> [Task inputs]:
###

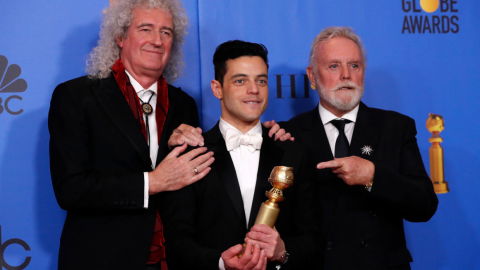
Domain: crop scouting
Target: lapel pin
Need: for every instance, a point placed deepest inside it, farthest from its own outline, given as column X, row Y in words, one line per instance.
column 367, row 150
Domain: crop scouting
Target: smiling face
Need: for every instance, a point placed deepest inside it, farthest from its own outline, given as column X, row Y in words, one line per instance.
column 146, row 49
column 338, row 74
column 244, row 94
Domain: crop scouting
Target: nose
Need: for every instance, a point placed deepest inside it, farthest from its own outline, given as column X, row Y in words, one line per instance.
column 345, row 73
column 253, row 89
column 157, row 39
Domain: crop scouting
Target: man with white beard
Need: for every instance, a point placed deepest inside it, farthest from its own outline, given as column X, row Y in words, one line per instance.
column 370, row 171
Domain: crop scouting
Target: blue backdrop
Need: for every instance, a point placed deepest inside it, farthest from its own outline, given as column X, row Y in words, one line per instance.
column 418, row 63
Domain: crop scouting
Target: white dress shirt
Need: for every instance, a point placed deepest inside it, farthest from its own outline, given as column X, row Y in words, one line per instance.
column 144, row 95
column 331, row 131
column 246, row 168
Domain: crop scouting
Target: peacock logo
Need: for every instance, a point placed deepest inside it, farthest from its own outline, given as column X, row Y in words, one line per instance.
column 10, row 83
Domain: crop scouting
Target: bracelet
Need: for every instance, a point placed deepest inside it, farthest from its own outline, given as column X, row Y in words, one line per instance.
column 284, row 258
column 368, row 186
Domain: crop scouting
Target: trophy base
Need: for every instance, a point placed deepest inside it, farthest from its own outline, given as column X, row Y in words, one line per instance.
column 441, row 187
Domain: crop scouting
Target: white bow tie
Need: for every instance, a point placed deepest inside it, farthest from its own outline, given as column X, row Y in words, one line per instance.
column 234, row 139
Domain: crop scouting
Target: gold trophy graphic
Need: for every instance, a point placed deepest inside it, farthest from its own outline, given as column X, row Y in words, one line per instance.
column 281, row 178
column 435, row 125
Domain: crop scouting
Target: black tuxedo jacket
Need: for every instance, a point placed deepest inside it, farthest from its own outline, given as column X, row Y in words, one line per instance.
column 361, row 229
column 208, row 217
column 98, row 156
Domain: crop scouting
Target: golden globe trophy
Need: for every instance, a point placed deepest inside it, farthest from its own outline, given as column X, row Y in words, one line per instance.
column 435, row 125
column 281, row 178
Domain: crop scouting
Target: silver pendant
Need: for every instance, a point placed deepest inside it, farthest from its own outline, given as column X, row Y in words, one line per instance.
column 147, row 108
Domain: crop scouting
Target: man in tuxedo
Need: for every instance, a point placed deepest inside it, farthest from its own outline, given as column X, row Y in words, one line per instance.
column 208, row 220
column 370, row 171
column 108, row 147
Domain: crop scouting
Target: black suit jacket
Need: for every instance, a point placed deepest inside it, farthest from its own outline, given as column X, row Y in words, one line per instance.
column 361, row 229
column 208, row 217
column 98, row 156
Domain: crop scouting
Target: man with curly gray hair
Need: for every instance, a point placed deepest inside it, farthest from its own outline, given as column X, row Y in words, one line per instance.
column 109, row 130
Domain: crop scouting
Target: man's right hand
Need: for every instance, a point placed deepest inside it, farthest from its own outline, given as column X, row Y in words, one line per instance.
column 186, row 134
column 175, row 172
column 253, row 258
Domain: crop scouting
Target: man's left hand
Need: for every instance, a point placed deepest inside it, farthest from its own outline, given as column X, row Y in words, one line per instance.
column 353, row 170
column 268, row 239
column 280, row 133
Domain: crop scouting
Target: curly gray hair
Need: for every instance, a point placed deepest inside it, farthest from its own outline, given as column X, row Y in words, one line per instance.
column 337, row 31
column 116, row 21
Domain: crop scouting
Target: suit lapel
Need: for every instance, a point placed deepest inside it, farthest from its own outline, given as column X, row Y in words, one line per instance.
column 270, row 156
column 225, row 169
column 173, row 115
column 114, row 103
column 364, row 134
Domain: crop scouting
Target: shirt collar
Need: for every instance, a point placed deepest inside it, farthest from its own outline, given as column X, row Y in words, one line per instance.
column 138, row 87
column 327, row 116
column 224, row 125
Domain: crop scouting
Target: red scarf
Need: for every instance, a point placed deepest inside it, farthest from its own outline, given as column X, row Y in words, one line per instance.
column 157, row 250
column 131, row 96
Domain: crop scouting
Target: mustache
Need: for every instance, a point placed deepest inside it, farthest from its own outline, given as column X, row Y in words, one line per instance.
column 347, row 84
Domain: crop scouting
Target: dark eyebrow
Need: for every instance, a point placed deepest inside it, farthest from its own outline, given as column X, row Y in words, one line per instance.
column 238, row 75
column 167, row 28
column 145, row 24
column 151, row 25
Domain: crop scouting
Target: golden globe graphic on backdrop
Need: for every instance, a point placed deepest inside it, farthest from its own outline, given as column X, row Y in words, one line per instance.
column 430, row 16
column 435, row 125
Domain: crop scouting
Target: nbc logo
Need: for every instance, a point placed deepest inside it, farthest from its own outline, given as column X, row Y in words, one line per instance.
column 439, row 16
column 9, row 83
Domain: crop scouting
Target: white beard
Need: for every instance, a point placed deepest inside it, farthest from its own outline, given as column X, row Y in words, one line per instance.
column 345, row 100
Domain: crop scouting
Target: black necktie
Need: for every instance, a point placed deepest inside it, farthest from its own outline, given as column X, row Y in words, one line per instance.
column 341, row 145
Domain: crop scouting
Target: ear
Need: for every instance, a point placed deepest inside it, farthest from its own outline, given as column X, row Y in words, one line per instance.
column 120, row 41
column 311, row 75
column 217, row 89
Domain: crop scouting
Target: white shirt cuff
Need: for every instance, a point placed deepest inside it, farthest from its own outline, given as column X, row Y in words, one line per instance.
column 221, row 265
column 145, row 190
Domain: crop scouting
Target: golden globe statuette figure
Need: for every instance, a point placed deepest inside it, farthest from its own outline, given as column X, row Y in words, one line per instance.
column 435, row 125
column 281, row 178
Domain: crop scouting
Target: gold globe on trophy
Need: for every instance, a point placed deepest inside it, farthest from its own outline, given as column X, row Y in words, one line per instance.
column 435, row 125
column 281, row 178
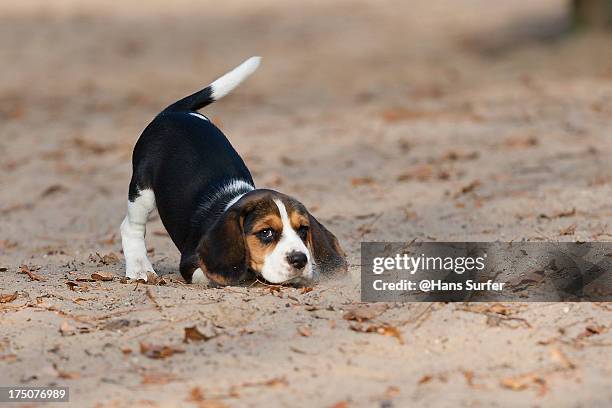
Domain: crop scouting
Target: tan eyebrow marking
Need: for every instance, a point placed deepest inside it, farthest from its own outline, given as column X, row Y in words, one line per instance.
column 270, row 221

###

> [Task to complete]:
Please copy every one of the records above word for word, leaving out the pictures.

> [Result of the exercise]:
Domain: crop scouting
Target: lapel pin
Need: for every instance, a point placed deepest inside it, farthest from its own outline, given as column X, row Y in words, one line per instance.
column 367, row 150
Domain: crop scouting
Target: smiling face
Need: for every instance, a point placed deepest inside it, farthest from its own outline, given as column X, row Y in words, one line per instance.
column 146, row 49
column 338, row 74
column 244, row 94
Domain: crop scouting
Target: nose
Need: for every instance, a point placed deepest inside it, farthest from its own outline, given as column X, row Y in words, one line per instance.
column 345, row 73
column 253, row 89
column 157, row 39
Domain: crop scouting
Target: man with white beard
Need: for every instance, a point placed deepest inside it, farthest from its own outline, given as column X, row Y in words, one line per instance.
column 370, row 171
Domain: crop scouting
Target: blue backdrop
Need: for every instance, a point placed deepest inside it, farthest from its own outline, given as column X, row Y in words, one line per instance.
column 418, row 63
Domain: crop scouting
Target: white dress shirt
Need: for every instance, a point placed deepest inside it, farthest from its own outline, given as column X, row Y in words, one line per instance.
column 144, row 95
column 331, row 131
column 246, row 168
Domain: crop scouting
Target: peacock logo
Need: for every instance, a point placed deepest inside it, farthest from its own outline, given as column X, row Y in words, one line per instance.
column 10, row 83
Domain: crop scouting
Target: bracelet
Need: for every instance, a point placed deepest inside it, farthest from its own outline, given as column X, row Y in words, one line per instance.
column 284, row 258
column 368, row 186
Domain: crop scouting
Target: trophy base
Need: for every instance, a point placed deepest inside it, farthest from its own outline, given as column X, row Y in words, one line per instance.
column 441, row 187
Domain: crop scouting
Target: white bow tie
Need: for every instance, a point placed deepest inside it, farthest from its own outline, given as column X, row Y in words, one line per instance.
column 234, row 139
Domain: crop scouting
Target: gold trophy graphic
Need: for every instance, a point placed deepest inside it, farthest from its own outline, given as column X, row Y in words, one line per instance.
column 281, row 178
column 435, row 125
Domain: crop scouting
Target: black tuxedo jacket
Need: for every instance, a point placed deepest inside it, farthest from its own outline, given as column X, row Y in words, one line per instance.
column 361, row 229
column 208, row 217
column 98, row 156
Domain: crop scouting
Target: golden globe trophy
Need: for every instance, a point placed deepest inside it, farthest from its own outline, given as column X, row Y in words, one line per instance.
column 435, row 125
column 281, row 178
Domain: crop scouting
Target: silver pendant
Need: for every instance, a point placed deepest inside it, farthest from its own outline, given as column X, row Y in words, one line per instance.
column 147, row 108
Domain: crop scouting
Target: man in tuxedo
Need: for every instance, a point placed deepest inside it, farthest from its own outline, given as column X, row Y in words, one line per instance.
column 208, row 220
column 370, row 171
column 108, row 147
Domain: crop scouting
Target: black suit jacket
Need: for every instance, a point placed deepest inside it, farthest from its own outline, given as column X, row Y in words, one line per instance.
column 361, row 229
column 208, row 217
column 98, row 156
Domain: crop scouting
Target: man with curly gray hair
Need: for every instance, a point placed deepest inside it, farthest from its own outline, given as column X, row Y in words, one line per instance.
column 109, row 130
Domain: crop scouting
Target: man's right hand
Need: for every instance, a point placed deepest inside it, farthest from its own outline, given as column X, row Y in words, one line per instance.
column 186, row 134
column 175, row 172
column 253, row 258
Domain: crop scouting
Target: man's left hand
Need: for every instance, a point placed deepest inside it, farthest from its own outline, given as column X, row Y in words, one line per instance.
column 353, row 170
column 268, row 239
column 280, row 133
Domain: crop scouting
Target: curly gray hair
Need: for every instance, a point placed deepest inside it, farthest from its own outline, given as column X, row Y in words, one line per instance.
column 337, row 31
column 116, row 21
Domain: crop scouting
Target: suit lapel
Need: for every instance, a point placed deepest inside it, farthest from its own outline, given as column X, row Y in words, one line per instance.
column 270, row 156
column 225, row 169
column 173, row 115
column 114, row 103
column 364, row 134
Domain: crop scouting
Target: shirt collar
Need: for every instance, a point placed deepest inside it, farthest from its own outline, given as column X, row Y in words, one line per instance.
column 138, row 87
column 327, row 116
column 224, row 125
Domain: crop scouting
Target: red scarf
Need: for every instance, a point placed deepest inside it, farthest from its own outline, given as column X, row Y in words, one line per instance.
column 157, row 250
column 131, row 96
Domain: crop scouting
Target: mustache
Need: for every instance, a point placed deepest inside it, farthest from its own outline, given as column X, row Y in words, one line per instance.
column 347, row 84
Domain: crop scouting
Target: dark eyebrow
Need: for every instance, a point placed deepest inside it, farthest from its own outline, given as column X, row Y in words, one line per instance.
column 238, row 75
column 167, row 28
column 145, row 24
column 151, row 25
Domain: crop scouting
Target: golden globe graphic on backdrop
Need: for every instance, a point placed deepest inside it, farthest from its own outline, given as column X, row Y in words, one line per instance.
column 430, row 16
column 435, row 125
Domain: crop scouting
Target: nbc logo
Need: for every instance, a point placed deepest inside it, farthest from its own outline, given as column X, row Y in words, one line per instance.
column 439, row 16
column 9, row 83
Domain: crop scouting
Target: white beard
Need: for every instance, a point placed deepest inside it, farthest from its own outline, given as column X, row Y in words, one line per instance.
column 345, row 100
Domain: crop scouting
Target: black necktie
Need: for every instance, a point placed deepest inside it, farthest from its own outline, given as column X, row Y in words, one line per instance.
column 341, row 145
Domain: crop scouting
Target: ear
Need: for every instance, a point placed deepest inside it, farthest from its own outline, given as column X, row Y in words, one line per instance.
column 120, row 41
column 311, row 75
column 217, row 89
Domain: crop scouting
Target: white shirt cuff
Need: for every instance, a point placed deepest inside it, farthest from its own outline, given as column X, row Y in words, one line per instance.
column 221, row 265
column 145, row 190
Domain: crop scouting
Target: golden globe statuette figure
Need: for every instance, a point placed deepest inside it, farthest from its own outline, given as column X, row Y in words, one line per instance.
column 435, row 125
column 281, row 178
Domain: crop scouting
Target: gold globe on trophy
Need: for every instance, a point placed deepest inside it, farthest from its own outline, given as column X, row Y in words, one line per instance.
column 435, row 125
column 281, row 178
Domain: crop scouting
Target: tan eyebrow marking
Need: for every instance, a point placed deepest inside it, farthest from its own outline, given as column X, row Y in words, one line per instance.
column 270, row 221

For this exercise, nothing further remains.